== STUDY MATERIAL ==
----------------

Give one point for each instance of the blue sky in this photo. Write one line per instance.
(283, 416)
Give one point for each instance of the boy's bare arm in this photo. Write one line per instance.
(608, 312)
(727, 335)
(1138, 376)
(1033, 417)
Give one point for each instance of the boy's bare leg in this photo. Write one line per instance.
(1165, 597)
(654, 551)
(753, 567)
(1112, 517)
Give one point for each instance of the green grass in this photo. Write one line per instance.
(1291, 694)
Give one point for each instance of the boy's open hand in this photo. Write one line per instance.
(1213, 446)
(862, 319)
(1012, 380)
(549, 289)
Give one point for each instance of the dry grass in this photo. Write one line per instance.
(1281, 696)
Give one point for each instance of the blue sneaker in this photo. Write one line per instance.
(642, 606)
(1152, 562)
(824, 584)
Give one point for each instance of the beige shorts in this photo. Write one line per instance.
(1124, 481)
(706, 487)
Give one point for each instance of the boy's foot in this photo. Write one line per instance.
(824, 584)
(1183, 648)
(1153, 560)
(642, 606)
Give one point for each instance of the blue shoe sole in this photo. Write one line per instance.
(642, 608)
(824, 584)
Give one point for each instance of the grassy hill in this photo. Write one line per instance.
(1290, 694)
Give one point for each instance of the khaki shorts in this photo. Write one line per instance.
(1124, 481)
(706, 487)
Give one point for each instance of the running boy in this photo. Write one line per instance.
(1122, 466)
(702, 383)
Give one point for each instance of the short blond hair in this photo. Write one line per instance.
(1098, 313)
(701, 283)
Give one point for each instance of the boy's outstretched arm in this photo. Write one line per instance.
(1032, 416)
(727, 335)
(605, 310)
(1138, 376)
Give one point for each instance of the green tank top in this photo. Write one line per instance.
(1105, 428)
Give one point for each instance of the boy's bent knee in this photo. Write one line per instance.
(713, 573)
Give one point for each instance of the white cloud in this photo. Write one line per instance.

----------------

== EXERCISE DETAILS ==
Return the records in their entirety. Keep every character as it is.

== RESULT FOR THIS EXERCISE ==
Give one point for each instance of the blue sky in this photo. Write one line per instance.
(283, 416)
Give one point for each instance of the boy's bare arm in this photo. Write one line per instance.
(608, 312)
(727, 335)
(1138, 376)
(1033, 417)
Give one point for each instance of the boy's bare leg in this photo. Write one line per instance.
(1165, 597)
(654, 551)
(753, 567)
(1112, 517)
Give one point for each instance of the green grass in this photo. Write one line per instance.
(1291, 694)
Give one point for each instance of the boy's open hand in this photo. Write one line per instance.
(1213, 446)
(862, 319)
(1012, 380)
(549, 289)
Give one point for each instance of the dry grass in this photo. Write one line per instance.
(1281, 696)
Give one point for each instance of the blue sneaker in this photo. Write one line per instance.
(642, 606)
(1152, 562)
(824, 584)
Give one point for each instance of the beige shorts in this photo. Write one line per instance.
(1124, 481)
(706, 487)
Give one point for each instance of the boy's foot in this photo. Write one line per instance.
(824, 584)
(1183, 648)
(1153, 560)
(642, 606)
Give one point for each instance of the blue shoe sole in this photo. Write one line per instance.
(642, 608)
(824, 584)
Give one point for each instance of the grassy hill in this photo. Write one line per instance.
(1290, 694)
Give one point for each instance of the khaki shorts in this photo. Write one line per instance.
(1124, 481)
(706, 487)
Give one point for each instance of the running boy in this photo. Write one line per instance.
(1122, 466)
(702, 383)
Give one point for each instance of the short blond hair in this photo. Write one line per instance.
(1098, 313)
(701, 283)
Give one point for each instance of the boy's outstretched arm in this photo. Write one line per instance.
(1032, 416)
(727, 335)
(605, 310)
(1138, 376)
Give one point for each instance of the green tank top in this photo. Write one line per instance.
(1105, 428)
Give one point for each instance of the boy's bent knee in this photo. Write one line per instance.
(713, 573)
Give one point for each instance of the white cloud in this photo. Write one line per instance.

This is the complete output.